■ What to do
Give the records below as a JSON list of strings, one string per line and no blank lines, starting with the line that contains "Bet you can't find player's bare" and going on through the line that contains "[478,635,540,737]". Include both of those lines and nothing outside that stretch.

■ Provided records
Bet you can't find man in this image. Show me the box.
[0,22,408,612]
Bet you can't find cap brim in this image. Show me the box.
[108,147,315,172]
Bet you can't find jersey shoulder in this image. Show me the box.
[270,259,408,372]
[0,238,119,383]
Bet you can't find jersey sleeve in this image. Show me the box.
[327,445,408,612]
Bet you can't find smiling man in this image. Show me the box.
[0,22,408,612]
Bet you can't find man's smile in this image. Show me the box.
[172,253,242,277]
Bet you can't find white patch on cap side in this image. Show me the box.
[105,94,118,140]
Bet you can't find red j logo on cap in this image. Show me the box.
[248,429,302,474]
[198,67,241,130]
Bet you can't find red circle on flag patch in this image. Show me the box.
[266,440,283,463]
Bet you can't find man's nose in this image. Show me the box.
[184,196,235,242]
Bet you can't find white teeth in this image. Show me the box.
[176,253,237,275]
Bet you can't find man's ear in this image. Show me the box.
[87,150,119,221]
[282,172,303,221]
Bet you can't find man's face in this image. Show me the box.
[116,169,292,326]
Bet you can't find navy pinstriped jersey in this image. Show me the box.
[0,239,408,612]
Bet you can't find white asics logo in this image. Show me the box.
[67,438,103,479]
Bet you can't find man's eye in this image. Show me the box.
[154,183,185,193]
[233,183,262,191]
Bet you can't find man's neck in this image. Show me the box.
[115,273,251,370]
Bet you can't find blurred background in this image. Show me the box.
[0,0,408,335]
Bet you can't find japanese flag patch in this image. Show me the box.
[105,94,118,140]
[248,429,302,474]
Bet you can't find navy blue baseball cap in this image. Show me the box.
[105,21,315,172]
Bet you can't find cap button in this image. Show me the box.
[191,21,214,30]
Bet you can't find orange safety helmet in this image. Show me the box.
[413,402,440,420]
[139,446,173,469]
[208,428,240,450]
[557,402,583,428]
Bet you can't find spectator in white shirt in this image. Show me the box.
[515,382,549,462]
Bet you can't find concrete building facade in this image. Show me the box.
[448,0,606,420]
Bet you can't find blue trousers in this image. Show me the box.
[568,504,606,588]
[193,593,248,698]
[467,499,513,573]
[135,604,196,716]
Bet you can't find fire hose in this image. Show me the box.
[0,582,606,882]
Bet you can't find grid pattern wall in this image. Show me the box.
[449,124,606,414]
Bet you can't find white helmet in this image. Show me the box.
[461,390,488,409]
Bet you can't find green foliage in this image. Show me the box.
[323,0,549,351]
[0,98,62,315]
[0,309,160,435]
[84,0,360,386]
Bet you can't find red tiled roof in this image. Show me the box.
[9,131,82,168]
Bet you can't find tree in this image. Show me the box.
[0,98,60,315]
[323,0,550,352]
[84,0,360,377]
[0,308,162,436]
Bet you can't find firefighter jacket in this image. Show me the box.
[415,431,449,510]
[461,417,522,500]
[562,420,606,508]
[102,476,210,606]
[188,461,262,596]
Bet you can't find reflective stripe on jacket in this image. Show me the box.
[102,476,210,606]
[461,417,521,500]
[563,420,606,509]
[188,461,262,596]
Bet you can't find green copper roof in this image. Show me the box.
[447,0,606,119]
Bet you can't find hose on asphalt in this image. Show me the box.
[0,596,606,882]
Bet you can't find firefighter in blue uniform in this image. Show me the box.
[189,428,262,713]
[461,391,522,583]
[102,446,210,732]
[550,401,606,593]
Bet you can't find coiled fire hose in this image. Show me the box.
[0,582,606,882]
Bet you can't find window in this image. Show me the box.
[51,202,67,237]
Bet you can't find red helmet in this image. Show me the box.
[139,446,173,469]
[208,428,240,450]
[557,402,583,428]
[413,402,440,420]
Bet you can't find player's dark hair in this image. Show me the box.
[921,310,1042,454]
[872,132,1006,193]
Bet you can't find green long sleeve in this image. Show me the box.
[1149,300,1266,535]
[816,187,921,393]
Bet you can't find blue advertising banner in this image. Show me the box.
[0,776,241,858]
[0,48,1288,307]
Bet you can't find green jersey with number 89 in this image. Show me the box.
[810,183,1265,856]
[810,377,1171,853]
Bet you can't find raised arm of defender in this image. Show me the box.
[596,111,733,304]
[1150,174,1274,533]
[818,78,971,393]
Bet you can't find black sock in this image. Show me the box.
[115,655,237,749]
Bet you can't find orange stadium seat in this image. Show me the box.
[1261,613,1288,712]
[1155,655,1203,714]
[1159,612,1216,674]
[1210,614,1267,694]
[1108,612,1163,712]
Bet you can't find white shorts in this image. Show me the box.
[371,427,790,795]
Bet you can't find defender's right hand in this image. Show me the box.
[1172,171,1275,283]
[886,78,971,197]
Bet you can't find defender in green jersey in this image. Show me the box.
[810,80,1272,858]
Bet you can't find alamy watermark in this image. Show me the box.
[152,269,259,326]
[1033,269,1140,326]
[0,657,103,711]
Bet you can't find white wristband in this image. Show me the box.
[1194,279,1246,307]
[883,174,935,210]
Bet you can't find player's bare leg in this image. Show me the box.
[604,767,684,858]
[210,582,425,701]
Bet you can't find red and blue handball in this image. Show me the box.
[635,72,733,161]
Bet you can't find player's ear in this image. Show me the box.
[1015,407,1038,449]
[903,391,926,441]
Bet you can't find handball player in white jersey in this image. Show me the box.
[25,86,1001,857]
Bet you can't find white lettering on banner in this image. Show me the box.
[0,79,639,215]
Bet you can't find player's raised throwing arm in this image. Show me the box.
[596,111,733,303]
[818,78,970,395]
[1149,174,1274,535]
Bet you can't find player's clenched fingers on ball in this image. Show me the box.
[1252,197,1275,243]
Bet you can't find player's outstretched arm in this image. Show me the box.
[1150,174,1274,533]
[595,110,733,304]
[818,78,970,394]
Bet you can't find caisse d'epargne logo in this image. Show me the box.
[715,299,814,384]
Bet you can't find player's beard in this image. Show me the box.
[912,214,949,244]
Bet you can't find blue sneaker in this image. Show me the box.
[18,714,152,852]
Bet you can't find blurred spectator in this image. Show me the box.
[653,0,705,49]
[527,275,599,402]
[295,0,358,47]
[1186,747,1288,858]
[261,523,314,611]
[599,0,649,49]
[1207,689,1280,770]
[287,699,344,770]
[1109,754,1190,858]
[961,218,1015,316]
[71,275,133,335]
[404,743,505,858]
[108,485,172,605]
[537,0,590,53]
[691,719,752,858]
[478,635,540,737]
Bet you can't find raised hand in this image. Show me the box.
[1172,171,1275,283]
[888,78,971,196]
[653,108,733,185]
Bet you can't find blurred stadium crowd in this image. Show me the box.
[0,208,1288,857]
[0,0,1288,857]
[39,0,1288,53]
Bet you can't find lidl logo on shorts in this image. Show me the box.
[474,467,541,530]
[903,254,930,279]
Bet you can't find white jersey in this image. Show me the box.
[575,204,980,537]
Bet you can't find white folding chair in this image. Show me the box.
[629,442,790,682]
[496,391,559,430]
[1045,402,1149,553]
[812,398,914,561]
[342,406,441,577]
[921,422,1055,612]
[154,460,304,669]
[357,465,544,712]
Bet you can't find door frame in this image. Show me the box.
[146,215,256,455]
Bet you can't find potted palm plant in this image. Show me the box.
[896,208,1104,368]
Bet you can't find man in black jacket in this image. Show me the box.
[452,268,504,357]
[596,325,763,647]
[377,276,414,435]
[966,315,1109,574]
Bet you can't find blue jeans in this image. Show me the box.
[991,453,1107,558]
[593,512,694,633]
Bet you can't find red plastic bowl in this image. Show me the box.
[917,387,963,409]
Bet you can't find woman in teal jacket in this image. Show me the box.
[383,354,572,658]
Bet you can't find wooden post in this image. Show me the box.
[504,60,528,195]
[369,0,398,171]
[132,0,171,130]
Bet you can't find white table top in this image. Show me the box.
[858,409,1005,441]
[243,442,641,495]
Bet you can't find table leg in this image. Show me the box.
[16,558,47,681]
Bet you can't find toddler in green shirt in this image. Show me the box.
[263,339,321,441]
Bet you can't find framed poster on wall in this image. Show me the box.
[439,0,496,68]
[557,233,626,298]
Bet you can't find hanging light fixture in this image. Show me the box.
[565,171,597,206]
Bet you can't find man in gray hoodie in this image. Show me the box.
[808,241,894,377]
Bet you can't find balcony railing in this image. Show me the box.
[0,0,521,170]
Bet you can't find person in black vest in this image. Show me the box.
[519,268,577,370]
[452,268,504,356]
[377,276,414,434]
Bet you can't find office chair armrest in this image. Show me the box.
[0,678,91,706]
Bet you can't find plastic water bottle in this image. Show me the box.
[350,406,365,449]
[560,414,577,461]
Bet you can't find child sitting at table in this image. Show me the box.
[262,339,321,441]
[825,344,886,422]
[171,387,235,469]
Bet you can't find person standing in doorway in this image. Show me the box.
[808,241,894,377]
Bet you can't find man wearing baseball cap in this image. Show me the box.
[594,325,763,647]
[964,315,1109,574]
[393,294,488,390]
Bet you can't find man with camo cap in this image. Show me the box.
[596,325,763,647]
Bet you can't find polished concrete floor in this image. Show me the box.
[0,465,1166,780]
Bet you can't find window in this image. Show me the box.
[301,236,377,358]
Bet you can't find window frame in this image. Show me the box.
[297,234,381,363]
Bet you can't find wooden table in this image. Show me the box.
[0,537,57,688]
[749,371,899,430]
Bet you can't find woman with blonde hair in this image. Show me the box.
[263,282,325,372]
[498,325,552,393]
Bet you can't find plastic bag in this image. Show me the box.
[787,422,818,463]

■ Answer
[
  "Bet you can't find player's bare leg in this image. Show me the box.",
  "[604,767,684,858]",
  "[210,582,425,701]",
  "Bet you can't find red and blue handball in this image. Show me the box.",
  "[635,72,733,161]",
  "Bet you can't find player's ear in this image. Show me the box.",
  "[1015,407,1038,449]",
  "[903,391,926,441]",
  "Bet you can't find handball player in white jersey in this image. Show me the box.",
  "[25,86,1001,857]",
  "Bet you can't find white lettering on banner in this image. Show me the box.",
  "[0,79,639,215]",
  "Bet you can't find player's raised throwing arm in this image. Show me the box.",
  "[596,111,733,303]",
  "[818,78,970,395]",
  "[1149,174,1274,535]",
  "Bet you can't find player's clenched fingers on ball in this image. Show me the box.",
  "[1252,197,1275,243]",
  "Bet you can't find player's outstretched arm in this image. Show me the box.",
  "[1150,174,1274,533]",
  "[595,110,733,304]",
  "[818,78,970,394]",
  "Bet you can't find caisse d'epargne logo in this image. Show me the box.",
  "[715,299,814,384]",
  "Bet you can't find player's beard in this image. Show me the box.",
  "[912,214,949,244]",
  "Bet you can't find blue sneaker in this image. Show me the box.",
  "[18,714,152,852]",
  "Bet you can't find blurred spectator in this image. Show me the box.",
  "[653,0,705,49]",
  "[527,275,599,402]",
  "[295,0,358,47]",
  "[1186,747,1288,858]",
  "[261,523,314,611]",
  "[599,0,649,49]",
  "[1207,689,1280,770]",
  "[287,699,344,770]",
  "[1109,754,1190,858]",
  "[961,218,1015,316]",
  "[71,275,133,335]",
  "[404,743,505,858]",
  "[108,485,172,605]",
  "[537,0,590,53]",
  "[691,719,752,858]",
  "[478,635,540,737]"
]